- **TASK**
Could you turn the paragraph that begins "For 30 years, Jenkins has been working" in the whitebark pine article below into a short list of its main facts?

- **SOURCE EXTRACT**
Melissa Jenkins usually doesn’t take pictures on hikes in Montana’s Whitefish Range. Here, the whitebark pine that she works to restore has been so decimated by a fungus that gray skeletal ghost forests reign, haunting symbols of a once widespread species. But last summer, she paused to snap a shot of survivors flanking the trail, ragged but defiant. “It felt like walking through soldiers standing guard even though they had little left to give to the battle,” she recalls. “Walking through ghost forests is somber, because you can envision what once was, and you aren’t sure if it will ever be that way again.”
For 30 years, Jenkins has been working to save these trees, which grow where no other trees dare. They grow in sterile soils on exposed slopes, marking the tree line, and they provide habitat and forage for birds and bears where there is nothing else. “It represents wildness. It represents my passion for the outdoors,” Jenkins says. “It’s a keystone species so important to high-elevation ecosystems. Man introduced the blister rust that has decimated this species, and I feel like it’s our responsibility to try and help restore the species.”

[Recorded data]
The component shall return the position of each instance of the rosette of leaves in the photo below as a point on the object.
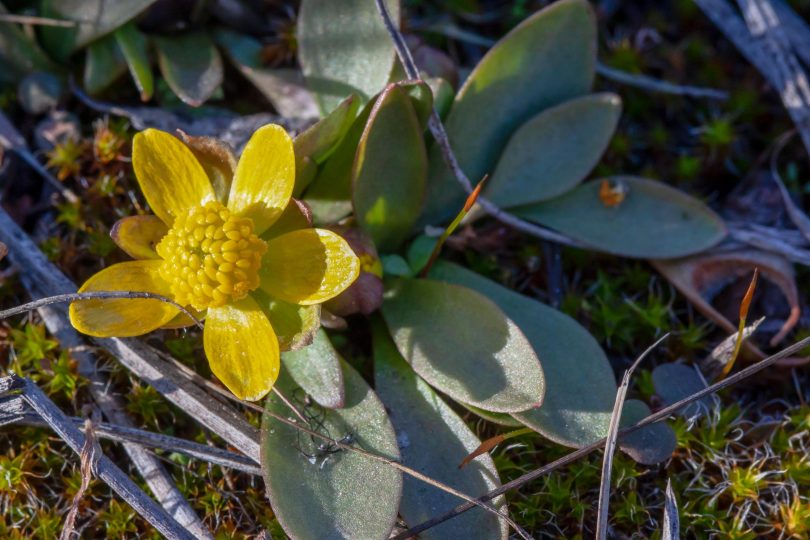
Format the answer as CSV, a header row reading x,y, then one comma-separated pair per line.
x,y
107,36
453,339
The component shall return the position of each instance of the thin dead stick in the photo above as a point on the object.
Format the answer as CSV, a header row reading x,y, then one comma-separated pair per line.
x,y
382,459
671,529
585,450
440,135
760,39
35,21
95,295
340,444
104,468
612,441
651,84
88,457
41,278
793,86
14,410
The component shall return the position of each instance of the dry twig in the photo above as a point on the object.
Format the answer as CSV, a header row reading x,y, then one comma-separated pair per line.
x,y
662,414
612,441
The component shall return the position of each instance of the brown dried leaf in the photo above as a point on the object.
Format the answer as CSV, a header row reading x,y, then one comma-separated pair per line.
x,y
700,275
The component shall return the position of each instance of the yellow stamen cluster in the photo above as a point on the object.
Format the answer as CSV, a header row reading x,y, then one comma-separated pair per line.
x,y
210,257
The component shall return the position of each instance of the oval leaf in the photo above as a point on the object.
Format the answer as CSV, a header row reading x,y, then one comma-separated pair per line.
x,y
652,221
316,144
433,440
316,368
547,59
389,170
191,66
323,493
649,445
19,54
284,88
554,151
463,345
502,419
673,382
295,325
344,48
93,20
580,385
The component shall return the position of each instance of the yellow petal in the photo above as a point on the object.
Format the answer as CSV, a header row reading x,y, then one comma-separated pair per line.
x,y
123,317
138,235
265,176
308,266
242,348
296,216
295,325
181,320
171,178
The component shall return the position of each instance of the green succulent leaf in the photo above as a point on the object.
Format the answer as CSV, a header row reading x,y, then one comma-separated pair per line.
x,y
653,220
389,170
554,151
284,88
580,385
316,368
295,325
548,59
191,65
433,440
319,141
323,493
104,64
463,345
649,445
502,419
329,195
133,44
94,19
421,97
344,48
19,54
330,192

- **SOLUTION BELOW**
- Jenkins has worked for 30 years to save whitebark pine.
- The trees grow where no other trees will: in sterile soils on exposed slopes, marking the tree line.
- They provide habitat and forage for birds and bears where there is nothing else.
- For Jenkins, the tree represents wildness and her passion for the outdoors. She calls it a keystone species that is very important to high-elevation ecosystems.
- People introduced the blister rust that has decimated the species, so she believes it is our responsibility to help restore it.